▶ Passage provided:
[Start]

Operational Infrastructure — Usage Guide
Status: ✅ IMPLEMENTED
Created: February 20, 2026
Audience: Founder, Developers
Purpose: When to use what, where, how — single reference for all ops systems
Quick Reference: What's Available
| System | Feature Flag | Status | What It Does |
|---|---|---|---|
| SAFE_MODE | ENABLE_COST_PROTECTION | OFF | Circuit breaker for expensive AI operations |
| Telegram Alerts | ENABLE_OPS_ALERTS | OFF | Push notifications for system failures |
| Menu Health Monitor | ENABLE_MENU_HEALTH_MONITOR | OFF | Post-publish menu verification |
| Ops Dashboard | N/A (route-level) | Built | System visibility at /ops |
All flags are OFF by default. Enable when ready for production.
1. SAFE_MODE — When & How
When to Activate
- Firebase cost spike detected (GCP budget alert on Telegram)
- Suspected abuse (unusual AI generation volume)
- System bug causing repeated AI calls
- During emergency maintenance
How to Activate
Option A — Ops Dashboard:
- Go to
/ops - Click "Enable SAFE_MODE"

[End]

▶ What the task requires:
Do these statements agree with the ops usage guide? For each, answer yes or no and quote the words from the guide that settle it.
1. The Telegram alerts feature is switched on by default.
2. The ops dashboard can be found at /ops.
3. Suspected abuse is one reason to turn on SAFE_MODE.
The rows that come next have nothing to do with this guide.

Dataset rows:

[Start]

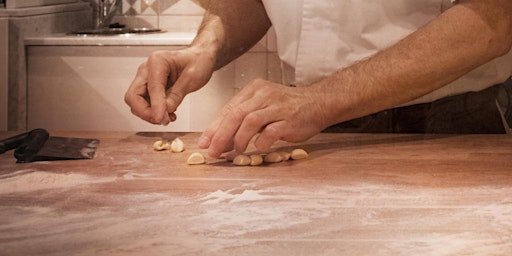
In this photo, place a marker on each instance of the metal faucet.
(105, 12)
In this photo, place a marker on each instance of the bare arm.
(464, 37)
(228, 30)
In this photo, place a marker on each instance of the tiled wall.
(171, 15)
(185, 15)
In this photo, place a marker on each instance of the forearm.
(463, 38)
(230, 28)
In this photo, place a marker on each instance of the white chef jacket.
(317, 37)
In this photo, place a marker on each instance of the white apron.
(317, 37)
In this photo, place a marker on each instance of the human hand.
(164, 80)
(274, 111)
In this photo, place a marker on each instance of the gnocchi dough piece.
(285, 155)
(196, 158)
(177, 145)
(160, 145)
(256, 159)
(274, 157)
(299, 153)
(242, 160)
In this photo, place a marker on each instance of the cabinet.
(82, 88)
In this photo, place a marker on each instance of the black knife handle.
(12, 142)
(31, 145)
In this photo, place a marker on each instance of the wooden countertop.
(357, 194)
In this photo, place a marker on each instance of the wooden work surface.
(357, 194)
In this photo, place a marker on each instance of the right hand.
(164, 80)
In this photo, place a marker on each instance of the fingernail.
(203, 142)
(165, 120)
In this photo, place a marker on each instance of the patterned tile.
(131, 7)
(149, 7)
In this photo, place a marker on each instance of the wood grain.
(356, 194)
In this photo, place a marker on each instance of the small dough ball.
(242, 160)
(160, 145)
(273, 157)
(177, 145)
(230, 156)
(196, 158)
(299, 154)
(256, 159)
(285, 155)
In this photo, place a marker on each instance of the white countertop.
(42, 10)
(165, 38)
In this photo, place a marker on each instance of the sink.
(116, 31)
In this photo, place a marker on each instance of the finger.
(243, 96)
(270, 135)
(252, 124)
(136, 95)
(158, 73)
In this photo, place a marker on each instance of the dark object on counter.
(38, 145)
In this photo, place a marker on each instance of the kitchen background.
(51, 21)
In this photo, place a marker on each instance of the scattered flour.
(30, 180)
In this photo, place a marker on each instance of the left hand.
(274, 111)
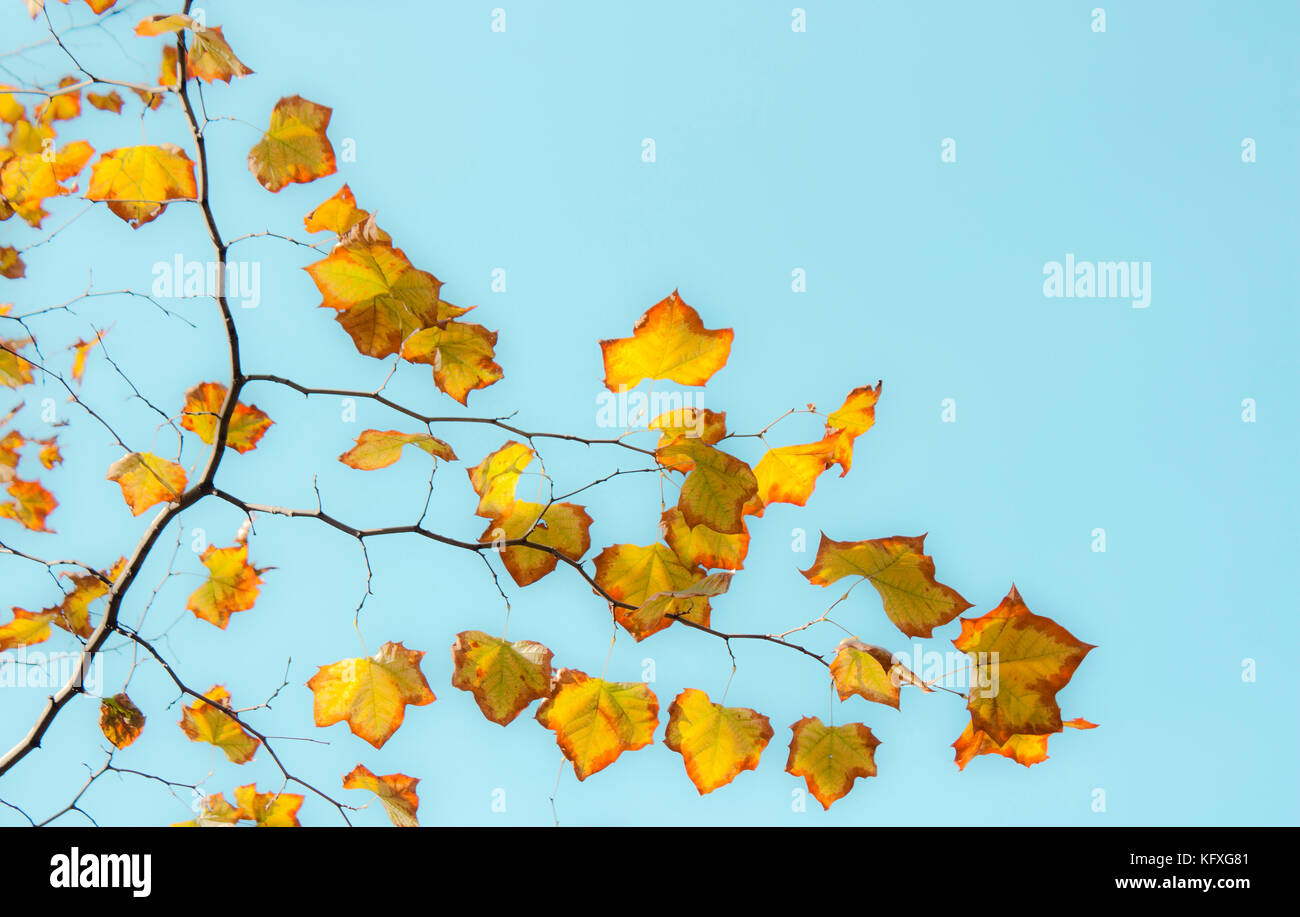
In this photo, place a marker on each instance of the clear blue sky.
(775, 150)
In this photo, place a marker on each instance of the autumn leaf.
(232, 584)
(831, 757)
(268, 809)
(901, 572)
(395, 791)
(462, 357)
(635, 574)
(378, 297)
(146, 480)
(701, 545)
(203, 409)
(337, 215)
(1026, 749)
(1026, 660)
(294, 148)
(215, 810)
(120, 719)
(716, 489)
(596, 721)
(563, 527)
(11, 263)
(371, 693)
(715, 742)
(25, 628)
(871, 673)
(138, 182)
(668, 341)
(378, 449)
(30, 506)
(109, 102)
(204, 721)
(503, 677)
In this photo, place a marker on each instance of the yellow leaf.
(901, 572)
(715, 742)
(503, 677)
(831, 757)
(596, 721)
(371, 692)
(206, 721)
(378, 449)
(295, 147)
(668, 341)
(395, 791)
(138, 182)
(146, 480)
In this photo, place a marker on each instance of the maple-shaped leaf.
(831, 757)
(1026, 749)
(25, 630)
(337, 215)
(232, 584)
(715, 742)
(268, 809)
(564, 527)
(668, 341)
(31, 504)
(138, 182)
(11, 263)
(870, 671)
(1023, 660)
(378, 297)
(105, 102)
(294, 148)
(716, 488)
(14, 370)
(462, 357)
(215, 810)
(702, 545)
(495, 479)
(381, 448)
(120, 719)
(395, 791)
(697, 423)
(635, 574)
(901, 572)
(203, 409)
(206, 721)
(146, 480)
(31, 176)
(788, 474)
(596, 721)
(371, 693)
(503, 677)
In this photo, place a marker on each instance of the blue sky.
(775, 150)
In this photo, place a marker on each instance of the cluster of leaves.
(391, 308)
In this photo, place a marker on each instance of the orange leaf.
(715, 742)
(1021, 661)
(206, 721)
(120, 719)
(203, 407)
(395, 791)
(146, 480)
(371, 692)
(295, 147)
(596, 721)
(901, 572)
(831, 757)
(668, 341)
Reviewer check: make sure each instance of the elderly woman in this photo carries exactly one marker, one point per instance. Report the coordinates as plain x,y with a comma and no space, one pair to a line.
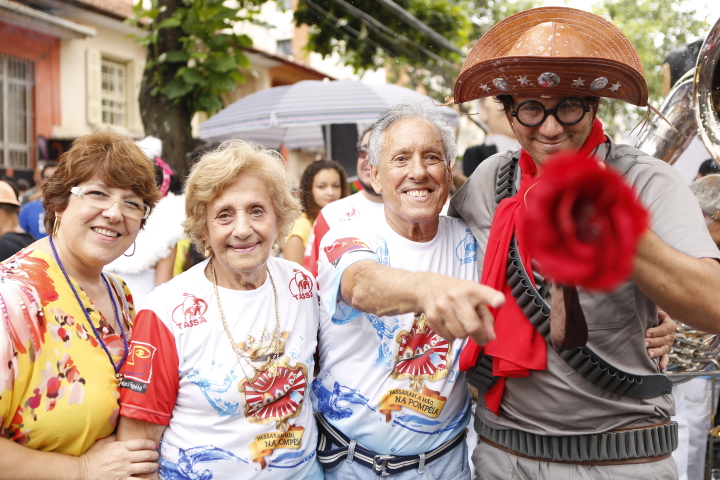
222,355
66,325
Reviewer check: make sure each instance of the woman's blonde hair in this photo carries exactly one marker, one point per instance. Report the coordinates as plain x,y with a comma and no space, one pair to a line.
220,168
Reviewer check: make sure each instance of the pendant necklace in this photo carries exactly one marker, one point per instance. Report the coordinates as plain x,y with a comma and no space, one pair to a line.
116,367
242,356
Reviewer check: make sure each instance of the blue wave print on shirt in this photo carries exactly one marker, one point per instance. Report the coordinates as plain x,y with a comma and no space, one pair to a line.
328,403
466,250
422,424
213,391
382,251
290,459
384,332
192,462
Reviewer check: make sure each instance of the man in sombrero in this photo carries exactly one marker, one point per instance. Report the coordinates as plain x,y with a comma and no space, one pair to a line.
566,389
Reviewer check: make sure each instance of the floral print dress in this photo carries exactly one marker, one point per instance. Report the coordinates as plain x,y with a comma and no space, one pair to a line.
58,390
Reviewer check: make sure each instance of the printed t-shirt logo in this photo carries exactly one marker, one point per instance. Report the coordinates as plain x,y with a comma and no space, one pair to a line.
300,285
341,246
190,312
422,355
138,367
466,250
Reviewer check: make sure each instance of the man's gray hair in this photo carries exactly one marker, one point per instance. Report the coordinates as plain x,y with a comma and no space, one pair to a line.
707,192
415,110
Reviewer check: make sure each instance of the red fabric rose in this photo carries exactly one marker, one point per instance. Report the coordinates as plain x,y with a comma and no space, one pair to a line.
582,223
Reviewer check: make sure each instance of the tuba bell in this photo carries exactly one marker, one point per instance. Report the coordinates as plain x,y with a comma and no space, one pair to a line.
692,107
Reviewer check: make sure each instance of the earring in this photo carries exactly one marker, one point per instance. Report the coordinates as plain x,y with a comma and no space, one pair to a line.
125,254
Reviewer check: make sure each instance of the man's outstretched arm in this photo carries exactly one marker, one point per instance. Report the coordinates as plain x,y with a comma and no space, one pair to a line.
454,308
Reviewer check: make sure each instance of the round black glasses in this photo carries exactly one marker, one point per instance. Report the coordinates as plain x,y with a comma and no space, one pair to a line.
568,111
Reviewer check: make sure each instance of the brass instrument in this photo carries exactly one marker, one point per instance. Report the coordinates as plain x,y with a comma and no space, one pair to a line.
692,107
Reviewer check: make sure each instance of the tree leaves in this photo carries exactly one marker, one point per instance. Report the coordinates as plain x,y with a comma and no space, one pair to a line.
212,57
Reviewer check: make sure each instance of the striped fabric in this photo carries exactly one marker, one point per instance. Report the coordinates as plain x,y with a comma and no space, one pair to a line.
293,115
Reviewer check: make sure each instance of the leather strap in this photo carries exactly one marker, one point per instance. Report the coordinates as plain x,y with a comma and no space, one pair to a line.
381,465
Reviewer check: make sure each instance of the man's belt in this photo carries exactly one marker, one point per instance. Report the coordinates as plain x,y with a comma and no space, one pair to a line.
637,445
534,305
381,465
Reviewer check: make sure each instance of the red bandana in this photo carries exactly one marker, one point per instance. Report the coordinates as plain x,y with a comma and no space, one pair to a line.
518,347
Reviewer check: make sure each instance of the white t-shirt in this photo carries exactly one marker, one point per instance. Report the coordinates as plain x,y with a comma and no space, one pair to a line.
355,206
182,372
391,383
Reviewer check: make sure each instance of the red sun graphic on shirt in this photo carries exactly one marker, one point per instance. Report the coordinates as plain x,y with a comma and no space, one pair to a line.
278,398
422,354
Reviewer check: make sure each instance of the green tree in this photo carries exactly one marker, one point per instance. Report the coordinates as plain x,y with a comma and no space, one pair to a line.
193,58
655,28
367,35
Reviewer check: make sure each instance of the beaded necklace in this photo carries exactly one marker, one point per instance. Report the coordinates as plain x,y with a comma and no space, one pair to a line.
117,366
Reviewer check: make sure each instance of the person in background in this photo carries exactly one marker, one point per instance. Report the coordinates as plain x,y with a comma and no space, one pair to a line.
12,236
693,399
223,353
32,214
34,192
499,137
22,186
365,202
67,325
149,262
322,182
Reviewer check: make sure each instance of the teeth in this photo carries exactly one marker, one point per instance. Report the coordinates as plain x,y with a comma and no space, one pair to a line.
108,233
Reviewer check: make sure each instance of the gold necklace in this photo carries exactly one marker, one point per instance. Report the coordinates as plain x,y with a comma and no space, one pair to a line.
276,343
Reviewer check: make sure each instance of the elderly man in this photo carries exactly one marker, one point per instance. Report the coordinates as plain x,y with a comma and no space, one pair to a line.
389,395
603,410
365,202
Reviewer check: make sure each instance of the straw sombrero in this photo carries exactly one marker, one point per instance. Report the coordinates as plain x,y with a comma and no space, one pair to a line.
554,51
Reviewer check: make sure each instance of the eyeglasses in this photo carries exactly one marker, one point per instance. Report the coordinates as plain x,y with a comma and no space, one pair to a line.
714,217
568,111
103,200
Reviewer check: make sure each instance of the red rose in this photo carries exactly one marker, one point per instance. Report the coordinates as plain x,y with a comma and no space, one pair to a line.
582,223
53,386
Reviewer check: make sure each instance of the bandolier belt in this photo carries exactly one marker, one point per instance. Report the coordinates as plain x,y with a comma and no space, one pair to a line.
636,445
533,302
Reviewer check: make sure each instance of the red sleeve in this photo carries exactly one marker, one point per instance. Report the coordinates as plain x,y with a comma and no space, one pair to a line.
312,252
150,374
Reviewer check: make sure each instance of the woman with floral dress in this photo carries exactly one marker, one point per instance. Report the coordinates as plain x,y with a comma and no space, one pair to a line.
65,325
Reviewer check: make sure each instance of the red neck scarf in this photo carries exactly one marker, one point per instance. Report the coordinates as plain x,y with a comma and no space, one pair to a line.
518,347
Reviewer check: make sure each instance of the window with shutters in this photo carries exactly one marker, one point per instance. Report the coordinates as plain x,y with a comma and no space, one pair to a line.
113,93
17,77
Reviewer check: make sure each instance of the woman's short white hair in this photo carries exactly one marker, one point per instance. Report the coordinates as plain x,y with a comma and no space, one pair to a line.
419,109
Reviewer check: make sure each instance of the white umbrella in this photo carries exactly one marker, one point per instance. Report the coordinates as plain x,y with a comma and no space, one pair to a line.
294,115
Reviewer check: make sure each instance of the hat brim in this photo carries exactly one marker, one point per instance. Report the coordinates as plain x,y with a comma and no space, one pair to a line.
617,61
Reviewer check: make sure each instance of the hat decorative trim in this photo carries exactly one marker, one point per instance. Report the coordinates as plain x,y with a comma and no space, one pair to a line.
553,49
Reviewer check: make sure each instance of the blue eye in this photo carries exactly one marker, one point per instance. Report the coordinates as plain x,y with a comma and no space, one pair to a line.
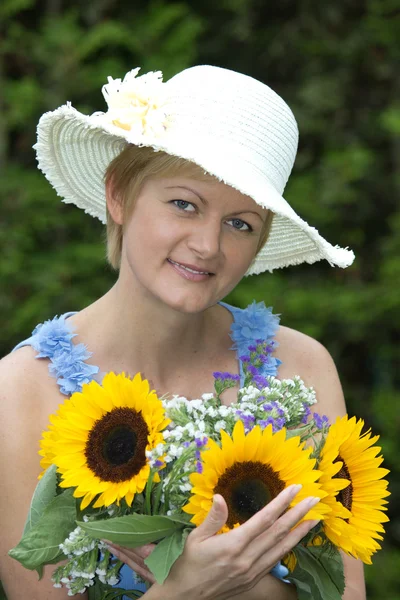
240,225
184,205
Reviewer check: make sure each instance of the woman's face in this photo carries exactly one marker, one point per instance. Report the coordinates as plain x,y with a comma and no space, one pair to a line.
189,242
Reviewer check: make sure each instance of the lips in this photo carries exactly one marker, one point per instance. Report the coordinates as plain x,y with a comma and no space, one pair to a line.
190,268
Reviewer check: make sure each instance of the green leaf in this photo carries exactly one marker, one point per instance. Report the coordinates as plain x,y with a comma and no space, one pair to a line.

[End]

▶ Solution to this task:
1. No: "All flags are OFF by default."
2. Yes: "System visibility at /ops"
3. Yes: "Suspected abuse (unusual AI generation volume)"